* Begin RECORDED DATA *
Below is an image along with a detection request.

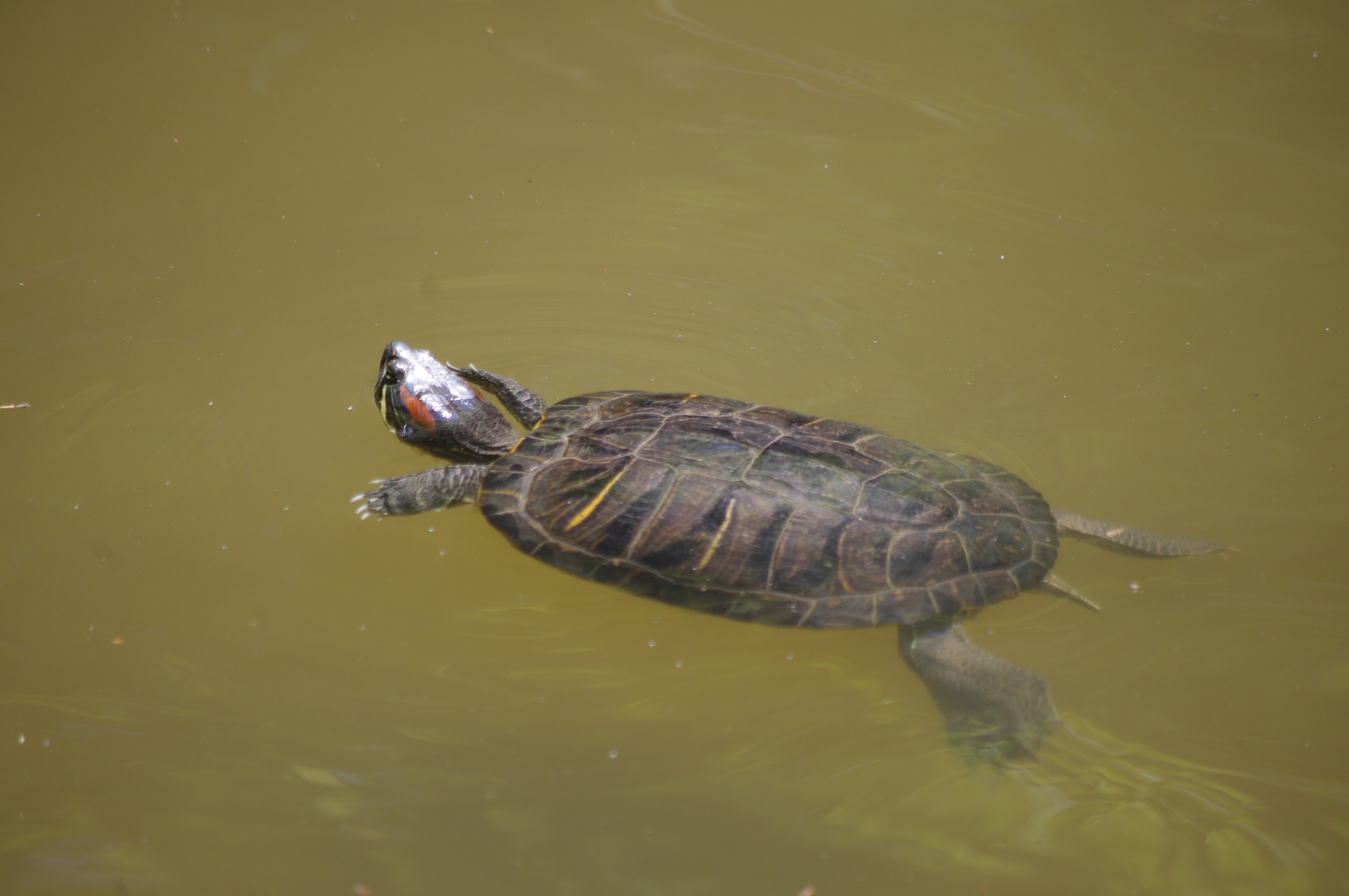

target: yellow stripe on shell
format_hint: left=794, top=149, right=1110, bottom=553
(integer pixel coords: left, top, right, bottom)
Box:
left=697, top=498, right=735, bottom=569
left=563, top=470, right=627, bottom=532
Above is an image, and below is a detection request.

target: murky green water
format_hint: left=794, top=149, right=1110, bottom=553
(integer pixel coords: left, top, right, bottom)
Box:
left=0, top=0, right=1349, bottom=896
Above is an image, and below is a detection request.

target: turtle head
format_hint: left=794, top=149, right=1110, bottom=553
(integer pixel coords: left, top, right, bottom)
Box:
left=375, top=343, right=517, bottom=463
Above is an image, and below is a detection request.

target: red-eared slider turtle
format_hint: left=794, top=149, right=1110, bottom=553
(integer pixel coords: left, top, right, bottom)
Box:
left=356, top=343, right=1222, bottom=757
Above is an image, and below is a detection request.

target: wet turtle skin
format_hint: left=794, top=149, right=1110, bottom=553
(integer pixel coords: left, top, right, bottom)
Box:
left=479, top=391, right=1059, bottom=627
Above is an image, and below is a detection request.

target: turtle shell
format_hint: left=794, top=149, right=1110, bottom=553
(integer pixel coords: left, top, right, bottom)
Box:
left=479, top=391, right=1059, bottom=627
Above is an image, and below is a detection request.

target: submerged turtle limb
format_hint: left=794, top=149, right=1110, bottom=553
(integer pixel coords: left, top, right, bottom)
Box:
left=900, top=619, right=1058, bottom=761
left=456, top=364, right=545, bottom=429
left=1035, top=572, right=1101, bottom=613
left=352, top=467, right=487, bottom=519
left=1054, top=510, right=1232, bottom=557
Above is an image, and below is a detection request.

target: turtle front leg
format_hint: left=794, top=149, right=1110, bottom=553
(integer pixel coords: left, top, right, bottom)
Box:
left=1054, top=510, right=1232, bottom=557
left=900, top=619, right=1058, bottom=761
left=445, top=364, right=545, bottom=429
left=352, top=467, right=487, bottom=519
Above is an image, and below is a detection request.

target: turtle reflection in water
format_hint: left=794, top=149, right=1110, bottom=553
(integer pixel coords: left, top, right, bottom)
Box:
left=356, top=343, right=1222, bottom=759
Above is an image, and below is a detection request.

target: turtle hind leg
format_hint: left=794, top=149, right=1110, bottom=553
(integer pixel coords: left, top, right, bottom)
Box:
left=1054, top=510, right=1232, bottom=557
left=1035, top=572, right=1101, bottom=613
left=900, top=619, right=1058, bottom=764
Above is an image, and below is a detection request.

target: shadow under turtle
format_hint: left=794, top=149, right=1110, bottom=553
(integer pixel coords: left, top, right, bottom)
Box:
left=353, top=341, right=1225, bottom=760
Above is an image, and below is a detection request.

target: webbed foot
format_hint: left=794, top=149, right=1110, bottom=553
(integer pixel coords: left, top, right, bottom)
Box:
left=352, top=467, right=487, bottom=519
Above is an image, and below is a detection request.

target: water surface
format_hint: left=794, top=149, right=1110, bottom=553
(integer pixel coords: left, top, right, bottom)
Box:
left=0, top=0, right=1349, bottom=896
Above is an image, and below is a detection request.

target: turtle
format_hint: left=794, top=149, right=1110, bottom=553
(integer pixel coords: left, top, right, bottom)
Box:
left=352, top=341, right=1225, bottom=761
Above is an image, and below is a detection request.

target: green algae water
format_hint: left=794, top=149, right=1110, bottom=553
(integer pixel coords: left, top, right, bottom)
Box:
left=0, top=0, right=1349, bottom=896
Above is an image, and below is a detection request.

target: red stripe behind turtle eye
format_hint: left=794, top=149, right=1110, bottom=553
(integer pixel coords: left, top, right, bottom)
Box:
left=398, top=386, right=436, bottom=429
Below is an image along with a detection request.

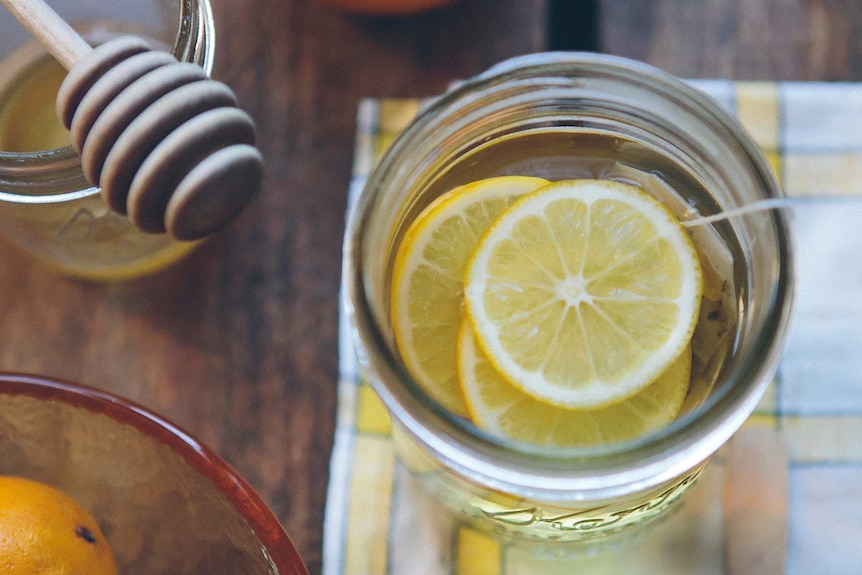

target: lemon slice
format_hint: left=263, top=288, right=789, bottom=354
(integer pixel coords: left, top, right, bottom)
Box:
left=464, top=180, right=702, bottom=409
left=391, top=176, right=548, bottom=416
left=458, top=319, right=691, bottom=447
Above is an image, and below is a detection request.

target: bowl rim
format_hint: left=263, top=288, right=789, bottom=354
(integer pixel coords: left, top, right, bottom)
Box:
left=0, top=371, right=308, bottom=575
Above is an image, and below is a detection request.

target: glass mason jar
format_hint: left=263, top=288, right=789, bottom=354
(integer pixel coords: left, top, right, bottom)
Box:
left=0, top=0, right=215, bottom=280
left=343, top=53, right=792, bottom=541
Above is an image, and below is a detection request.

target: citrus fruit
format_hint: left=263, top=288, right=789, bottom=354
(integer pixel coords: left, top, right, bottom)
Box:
left=0, top=476, right=117, bottom=575
left=464, top=180, right=702, bottom=409
left=391, top=176, right=547, bottom=416
left=458, top=320, right=691, bottom=447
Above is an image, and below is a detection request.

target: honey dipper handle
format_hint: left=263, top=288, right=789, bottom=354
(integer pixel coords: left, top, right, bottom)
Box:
left=0, top=0, right=92, bottom=70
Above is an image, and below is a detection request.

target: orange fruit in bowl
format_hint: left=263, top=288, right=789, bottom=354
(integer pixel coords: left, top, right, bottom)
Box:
left=0, top=476, right=117, bottom=575
left=319, top=0, right=460, bottom=16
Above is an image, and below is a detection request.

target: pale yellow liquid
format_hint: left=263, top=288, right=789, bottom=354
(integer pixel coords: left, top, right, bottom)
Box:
left=402, top=128, right=742, bottom=428
left=394, top=128, right=744, bottom=541
left=0, top=49, right=199, bottom=281
left=0, top=57, right=71, bottom=152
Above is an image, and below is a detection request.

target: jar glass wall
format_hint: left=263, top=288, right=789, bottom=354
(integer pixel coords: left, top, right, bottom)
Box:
left=0, top=0, right=215, bottom=280
left=344, top=53, right=792, bottom=540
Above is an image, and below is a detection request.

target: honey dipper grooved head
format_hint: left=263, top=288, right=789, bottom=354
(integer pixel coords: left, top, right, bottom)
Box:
left=57, top=37, right=263, bottom=240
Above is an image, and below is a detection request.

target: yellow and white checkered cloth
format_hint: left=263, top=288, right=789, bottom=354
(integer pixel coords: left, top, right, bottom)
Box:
left=323, top=80, right=862, bottom=575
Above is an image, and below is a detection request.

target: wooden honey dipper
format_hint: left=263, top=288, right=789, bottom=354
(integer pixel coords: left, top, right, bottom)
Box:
left=0, top=0, right=263, bottom=240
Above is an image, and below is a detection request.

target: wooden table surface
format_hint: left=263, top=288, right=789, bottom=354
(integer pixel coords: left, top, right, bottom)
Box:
left=0, top=0, right=862, bottom=573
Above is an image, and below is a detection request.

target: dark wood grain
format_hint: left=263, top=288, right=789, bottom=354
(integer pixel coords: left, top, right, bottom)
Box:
left=0, top=0, right=862, bottom=573
left=0, top=0, right=545, bottom=573
left=599, top=0, right=862, bottom=81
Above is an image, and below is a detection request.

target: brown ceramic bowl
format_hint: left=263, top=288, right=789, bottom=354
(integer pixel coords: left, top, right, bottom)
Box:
left=0, top=373, right=308, bottom=575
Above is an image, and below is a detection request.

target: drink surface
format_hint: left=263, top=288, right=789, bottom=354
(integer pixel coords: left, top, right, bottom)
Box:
left=393, top=128, right=741, bottom=445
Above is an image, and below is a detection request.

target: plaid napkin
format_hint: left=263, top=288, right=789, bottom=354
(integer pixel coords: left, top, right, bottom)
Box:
left=323, top=80, right=862, bottom=575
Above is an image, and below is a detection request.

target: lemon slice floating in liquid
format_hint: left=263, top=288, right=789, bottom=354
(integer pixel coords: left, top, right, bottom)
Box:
left=464, top=180, right=702, bottom=409
left=391, top=176, right=548, bottom=416
left=458, top=319, right=691, bottom=447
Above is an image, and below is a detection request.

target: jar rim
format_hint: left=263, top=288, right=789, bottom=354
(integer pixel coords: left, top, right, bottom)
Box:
left=343, top=52, right=793, bottom=499
left=0, top=0, right=215, bottom=204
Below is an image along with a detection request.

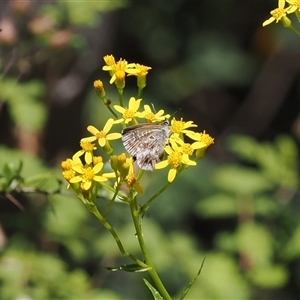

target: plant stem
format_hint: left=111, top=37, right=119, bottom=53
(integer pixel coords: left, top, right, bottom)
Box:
left=129, top=197, right=172, bottom=300
left=86, top=202, right=148, bottom=268
left=138, top=182, right=171, bottom=214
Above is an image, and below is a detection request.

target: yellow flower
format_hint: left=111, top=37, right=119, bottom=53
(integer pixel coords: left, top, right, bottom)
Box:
left=155, top=146, right=196, bottom=182
left=60, top=158, right=73, bottom=171
left=114, top=97, right=142, bottom=124
left=171, top=118, right=197, bottom=135
left=94, top=79, right=106, bottom=99
left=169, top=135, right=202, bottom=159
left=125, top=157, right=144, bottom=194
left=102, top=55, right=140, bottom=84
left=138, top=104, right=170, bottom=122
left=70, top=163, right=107, bottom=191
left=128, top=64, right=151, bottom=89
left=262, top=0, right=289, bottom=26
left=81, top=118, right=122, bottom=147
left=61, top=157, right=82, bottom=189
left=73, top=140, right=97, bottom=164
left=286, top=0, right=300, bottom=22
left=189, top=130, right=214, bottom=159
left=103, top=55, right=116, bottom=66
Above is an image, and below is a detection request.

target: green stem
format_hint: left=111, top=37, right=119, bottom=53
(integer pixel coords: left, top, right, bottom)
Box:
left=138, top=182, right=171, bottom=214
left=118, top=89, right=124, bottom=107
left=129, top=197, right=172, bottom=300
left=86, top=202, right=148, bottom=268
left=101, top=97, right=118, bottom=119
left=104, top=183, right=121, bottom=218
left=288, top=25, right=300, bottom=35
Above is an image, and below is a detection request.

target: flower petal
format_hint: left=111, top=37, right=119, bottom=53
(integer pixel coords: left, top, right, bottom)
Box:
left=87, top=125, right=99, bottom=135
left=114, top=105, right=126, bottom=114
left=106, top=133, right=122, bottom=141
left=103, top=118, right=114, bottom=133
left=168, top=169, right=177, bottom=182
left=155, top=159, right=168, bottom=169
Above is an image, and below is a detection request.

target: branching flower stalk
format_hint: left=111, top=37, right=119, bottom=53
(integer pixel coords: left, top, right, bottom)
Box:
left=61, top=55, right=214, bottom=299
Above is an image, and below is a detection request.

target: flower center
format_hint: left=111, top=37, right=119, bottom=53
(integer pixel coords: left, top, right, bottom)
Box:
left=181, top=143, right=194, bottom=155
left=82, top=167, right=95, bottom=181
left=123, top=109, right=134, bottom=119
left=62, top=170, right=75, bottom=181
left=271, top=8, right=286, bottom=20
left=145, top=112, right=156, bottom=122
left=96, top=130, right=106, bottom=139
left=80, top=141, right=94, bottom=152
left=126, top=174, right=137, bottom=187
left=172, top=118, right=185, bottom=133
left=168, top=152, right=182, bottom=169
left=199, top=131, right=214, bottom=146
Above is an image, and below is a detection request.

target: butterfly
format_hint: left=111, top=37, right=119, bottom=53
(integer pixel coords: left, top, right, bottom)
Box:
left=122, top=120, right=170, bottom=171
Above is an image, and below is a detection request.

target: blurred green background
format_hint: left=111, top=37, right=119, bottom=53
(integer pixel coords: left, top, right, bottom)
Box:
left=0, top=0, right=300, bottom=300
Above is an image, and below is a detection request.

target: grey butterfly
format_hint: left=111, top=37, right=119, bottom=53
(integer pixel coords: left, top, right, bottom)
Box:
left=122, top=120, right=170, bottom=171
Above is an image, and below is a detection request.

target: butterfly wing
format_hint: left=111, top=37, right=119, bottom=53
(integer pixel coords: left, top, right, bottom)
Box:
left=122, top=123, right=169, bottom=171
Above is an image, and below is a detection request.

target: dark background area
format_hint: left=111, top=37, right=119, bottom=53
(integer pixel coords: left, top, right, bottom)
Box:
left=0, top=0, right=300, bottom=299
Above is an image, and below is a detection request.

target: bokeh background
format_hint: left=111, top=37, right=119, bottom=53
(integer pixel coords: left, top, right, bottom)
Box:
left=0, top=0, right=300, bottom=300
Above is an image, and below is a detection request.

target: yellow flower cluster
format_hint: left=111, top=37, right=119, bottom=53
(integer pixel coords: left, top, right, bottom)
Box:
left=262, top=0, right=300, bottom=29
left=61, top=55, right=214, bottom=198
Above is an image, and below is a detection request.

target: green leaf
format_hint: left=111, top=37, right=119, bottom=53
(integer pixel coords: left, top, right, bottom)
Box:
left=180, top=258, right=205, bottom=300
left=196, top=194, right=237, bottom=218
left=105, top=264, right=150, bottom=272
left=213, top=165, right=273, bottom=195
left=10, top=99, right=47, bottom=131
left=282, top=223, right=300, bottom=260
left=143, top=278, right=164, bottom=300
left=237, top=222, right=274, bottom=267
left=249, top=265, right=289, bottom=289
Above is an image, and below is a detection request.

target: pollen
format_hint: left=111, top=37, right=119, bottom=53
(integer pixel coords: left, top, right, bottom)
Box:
left=94, top=79, right=103, bottom=91
left=96, top=130, right=106, bottom=139
left=168, top=152, right=182, bottom=169
left=199, top=131, right=214, bottom=146
left=80, top=141, right=95, bottom=152
left=181, top=143, right=194, bottom=155
left=271, top=8, right=286, bottom=20
left=172, top=118, right=185, bottom=133
left=82, top=167, right=95, bottom=181
left=126, top=174, right=137, bottom=187
left=61, top=158, right=73, bottom=170
left=123, top=109, right=134, bottom=119
left=62, top=170, right=75, bottom=181
left=145, top=112, right=156, bottom=122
* End RECORDED DATA *
Pull from the listing above each line that contains the word "lemon", and copy those lines unchanged in their original order.

target: lemon slice
target: lemon slice floating in liquid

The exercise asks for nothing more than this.